▶ **TASK GOAL**: Nothing but the lines from the line with "of the black" through the end of the data is to be copied, and each is to be copied exactly.

Stored data entries
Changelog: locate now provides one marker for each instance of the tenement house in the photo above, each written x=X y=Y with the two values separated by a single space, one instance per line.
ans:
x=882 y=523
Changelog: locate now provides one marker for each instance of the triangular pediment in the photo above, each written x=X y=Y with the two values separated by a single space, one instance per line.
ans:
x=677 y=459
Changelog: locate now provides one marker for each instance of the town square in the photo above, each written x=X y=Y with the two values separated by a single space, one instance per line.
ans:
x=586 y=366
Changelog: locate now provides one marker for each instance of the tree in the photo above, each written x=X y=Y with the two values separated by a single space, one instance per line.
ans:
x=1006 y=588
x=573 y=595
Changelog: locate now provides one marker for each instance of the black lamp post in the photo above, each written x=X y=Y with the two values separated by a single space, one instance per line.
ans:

▶ **REPLY**:
Changelog: locate now provides one marker for each instance of the black lamp post in the photo above, each written x=X y=Y with the two values separated by a single space, one instance per line.
ans:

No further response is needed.